(Entries for pointing at named objects)
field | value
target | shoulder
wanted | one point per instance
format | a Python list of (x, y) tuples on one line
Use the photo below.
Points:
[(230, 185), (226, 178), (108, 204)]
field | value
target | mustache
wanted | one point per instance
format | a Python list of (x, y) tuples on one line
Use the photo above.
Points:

» Challenge: Retype all of the records above line for line, changing nothing.

» Exercise response:
field | value
target | shoulder
wanted | one point per instance
format | a Python list of (x, y) tuples on one line
Use the photo below.
Points:
[(230, 185), (226, 178), (108, 204)]
field | value
target | mustache
wanted | one point per instance
format | a Python list of (x, y) tuples on one line
Use the photo above.
Points:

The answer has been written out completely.